TÂCHES À RÉALISER
[A] Extrayez du texte sur Vinted le passage allant de « En quelques années » jusqu'à « de la régulation. » inclus.
[B] Relevez tous les adjectifs par lesquels le texte sur Vinted qualifie la jeunesse qui porte cette industrie.

En quelques années à peine, Vinted est passé du statut de simple application de vide-dressing à celui de véritable phénomène économique. Ce qui était initialement conçu comme un moyen pratique de se débarrasser de vêtements oubliés au fond d’un placard s’est transformé en une industrie florissante, portée par une jeunesse débrouillarde, connectée et stratégique. Avec plus de 23 millions d’utilisateurs en France en 2024, la plateforme incarne bien plus qu’un marché de seconde main : elle est devenue le terrain de jeu d’une nouvelle génération d’entrepreneurs, souvent très jeunes, qui ont su tirer parti des failles et des opportunités du système. Derrière les chiffres vertigineux et les succès médiatisés, se dessine un portrait complexe, à la croisée de l’innovation, de l’éthique et de la régulation.
Comment Vinted est-elle devenue une plateforme de business à part entière ?

MATÉRIEL RECUEILLI
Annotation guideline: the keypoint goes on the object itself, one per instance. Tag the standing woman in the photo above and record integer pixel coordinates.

RÉSULTATS DES TÂCHES
[A]
En quelques années à peine, Vinted est passé du statut de simple application de vide-dressing à celui de véritable phénomène économique. Ce qui était initialement conçu comme un moyen pratique de se débarrasser de vêtements oubliés au fond d’un placard s’est transformé en une industrie florissante, portée par une jeunesse débrouillarde, connectée et stratégique. Avec plus de 23 millions d’utilisateurs en France en 2024, la plateforme incarne bien plus qu’un marché de seconde main : elle est devenue le terrain de jeu d’une nouvelle génération d’entrepreneurs, souvent très jeunes, qui ont su tirer parti des failles et des opportunités du système. Derrière les chiffres vertigineux et les succès médiatisés, se dessine un portrait complexe, à la croisée de l’innovation, de l’éthique et de la régulation.

[B] débrouillarde, connectée, stratégique